If that’s the case, you should be able to move both the red/white and blue/white pairs to the working line. You should be able to plug a phone in at the line-test jacks to find out which line is active.

Alternately, you should be able to rewire this at the jack inside the house (which is I think what Sparky812 is saying). If you have a single multi-pair cable running to every jack in the house, then you just connect each jack to whichever line you choose. Open one of the working jacks inside your house to find out which pair is the active line, then open the non-working jack and connect it to the same pair. Make sure to get the polarity right (refer to the working jack), and if you’re connecting in the middle of the cable make sure not to break the wires (you may have to strip insulation from the middle of a wire, which you can do with a sharp knife).

**Don’t mess with the wiring at the box!!! **If you have jacks working inside your house, that is not where the problem lies, and you run a pretty big risk of screwing up your phone service altogether.

→ SHORT TASK 1
In the phone wiring advice, where can you plug in a phone to find out which line is active?
→ SHORT TASK 2
Reproduce the phone wiring advice word for word, starting at "If that’s the" and ending at "line is active.".

→ DATA PROVIDED

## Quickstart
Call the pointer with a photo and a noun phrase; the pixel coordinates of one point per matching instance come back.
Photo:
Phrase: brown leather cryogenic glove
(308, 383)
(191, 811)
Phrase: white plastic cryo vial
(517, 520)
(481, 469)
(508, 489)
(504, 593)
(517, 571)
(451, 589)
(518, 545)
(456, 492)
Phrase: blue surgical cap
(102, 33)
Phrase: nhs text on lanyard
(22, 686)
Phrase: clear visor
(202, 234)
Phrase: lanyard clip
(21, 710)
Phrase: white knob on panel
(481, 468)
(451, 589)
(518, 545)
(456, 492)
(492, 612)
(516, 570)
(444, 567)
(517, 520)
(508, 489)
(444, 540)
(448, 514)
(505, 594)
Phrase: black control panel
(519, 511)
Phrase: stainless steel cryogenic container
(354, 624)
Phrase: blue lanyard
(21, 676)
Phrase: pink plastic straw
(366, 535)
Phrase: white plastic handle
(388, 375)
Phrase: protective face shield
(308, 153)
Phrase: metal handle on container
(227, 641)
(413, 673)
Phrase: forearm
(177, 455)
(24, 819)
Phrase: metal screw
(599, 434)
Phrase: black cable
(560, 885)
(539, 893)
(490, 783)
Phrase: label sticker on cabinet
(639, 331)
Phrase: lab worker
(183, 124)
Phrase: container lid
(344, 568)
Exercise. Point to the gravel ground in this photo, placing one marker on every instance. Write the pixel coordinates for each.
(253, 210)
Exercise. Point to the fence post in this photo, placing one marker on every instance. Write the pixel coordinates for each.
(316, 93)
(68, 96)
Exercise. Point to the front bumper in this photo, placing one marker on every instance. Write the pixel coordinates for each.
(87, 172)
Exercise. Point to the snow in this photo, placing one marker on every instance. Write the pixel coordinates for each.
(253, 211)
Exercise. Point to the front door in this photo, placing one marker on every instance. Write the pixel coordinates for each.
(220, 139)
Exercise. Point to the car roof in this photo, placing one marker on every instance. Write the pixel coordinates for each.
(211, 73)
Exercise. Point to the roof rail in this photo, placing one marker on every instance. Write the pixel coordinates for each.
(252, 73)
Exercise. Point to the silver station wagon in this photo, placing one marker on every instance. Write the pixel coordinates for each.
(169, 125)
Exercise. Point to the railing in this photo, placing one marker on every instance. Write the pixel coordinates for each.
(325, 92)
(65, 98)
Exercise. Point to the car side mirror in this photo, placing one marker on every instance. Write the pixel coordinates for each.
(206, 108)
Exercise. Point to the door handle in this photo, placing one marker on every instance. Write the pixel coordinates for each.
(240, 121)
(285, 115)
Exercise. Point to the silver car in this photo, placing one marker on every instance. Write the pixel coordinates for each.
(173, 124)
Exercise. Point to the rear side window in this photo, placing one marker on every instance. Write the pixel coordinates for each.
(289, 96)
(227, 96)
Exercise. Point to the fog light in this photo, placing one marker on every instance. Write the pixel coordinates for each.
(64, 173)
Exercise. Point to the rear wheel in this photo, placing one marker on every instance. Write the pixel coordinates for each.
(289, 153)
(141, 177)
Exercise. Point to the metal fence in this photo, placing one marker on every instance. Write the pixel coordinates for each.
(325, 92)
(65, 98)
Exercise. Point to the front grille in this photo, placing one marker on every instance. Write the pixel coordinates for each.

→ TASK RESPONSE 1
At the line-test jacks.

→ TASK RESPONSE 2
If that’s the case, you should be able to move both the red/white and blue/white pairs to the working line. You should be able to plug a phone in at the line-test jacks to find out which line is active.